Please write out the records again, starting at the line that has "shape point(88, 67)" and ending with the last line of the records, requests included. Multiply each answer coordinate by 1.1 and round it to a whole number, halves up, while leaving the coordinates in the requests and their sample shapes unchanged.

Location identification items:
-------------------------

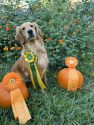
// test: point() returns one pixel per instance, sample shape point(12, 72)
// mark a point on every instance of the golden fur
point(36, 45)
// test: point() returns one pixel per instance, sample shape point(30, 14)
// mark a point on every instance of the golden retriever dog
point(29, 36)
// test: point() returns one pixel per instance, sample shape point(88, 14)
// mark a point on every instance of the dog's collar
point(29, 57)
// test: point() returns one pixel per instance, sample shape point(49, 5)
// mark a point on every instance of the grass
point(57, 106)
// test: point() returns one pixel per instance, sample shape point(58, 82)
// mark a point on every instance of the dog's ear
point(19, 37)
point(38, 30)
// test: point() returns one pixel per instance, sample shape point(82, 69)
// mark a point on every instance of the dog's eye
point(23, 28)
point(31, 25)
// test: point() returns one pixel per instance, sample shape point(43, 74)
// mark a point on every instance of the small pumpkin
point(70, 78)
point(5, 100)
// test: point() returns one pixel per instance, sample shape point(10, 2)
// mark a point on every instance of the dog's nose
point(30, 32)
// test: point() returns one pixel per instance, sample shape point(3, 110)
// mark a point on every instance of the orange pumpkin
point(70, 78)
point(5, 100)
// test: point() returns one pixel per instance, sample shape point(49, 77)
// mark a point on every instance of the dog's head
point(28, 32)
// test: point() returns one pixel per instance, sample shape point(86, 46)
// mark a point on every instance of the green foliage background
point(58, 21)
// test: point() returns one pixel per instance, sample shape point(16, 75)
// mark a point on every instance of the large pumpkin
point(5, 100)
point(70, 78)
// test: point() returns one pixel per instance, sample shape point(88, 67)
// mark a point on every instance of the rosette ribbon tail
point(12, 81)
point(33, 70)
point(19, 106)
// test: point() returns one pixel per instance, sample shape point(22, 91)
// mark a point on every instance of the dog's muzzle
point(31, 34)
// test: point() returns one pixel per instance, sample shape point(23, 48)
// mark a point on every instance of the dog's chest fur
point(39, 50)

-------------------------

§ **RESULT**
// test: point() returns one pixel per instance, sample shape point(88, 67)
// mark a point on every instance of the rosette ribbon tail
point(13, 89)
point(36, 77)
point(21, 117)
// test: point() returns one pixel per instance, sample shape point(22, 91)
// mark a point on every instance of the dog's muzzle
point(34, 37)
// test: point() returns one pixel per instance, sample shape point(23, 48)
// mark a point on every instance of the dog's chest fur
point(43, 55)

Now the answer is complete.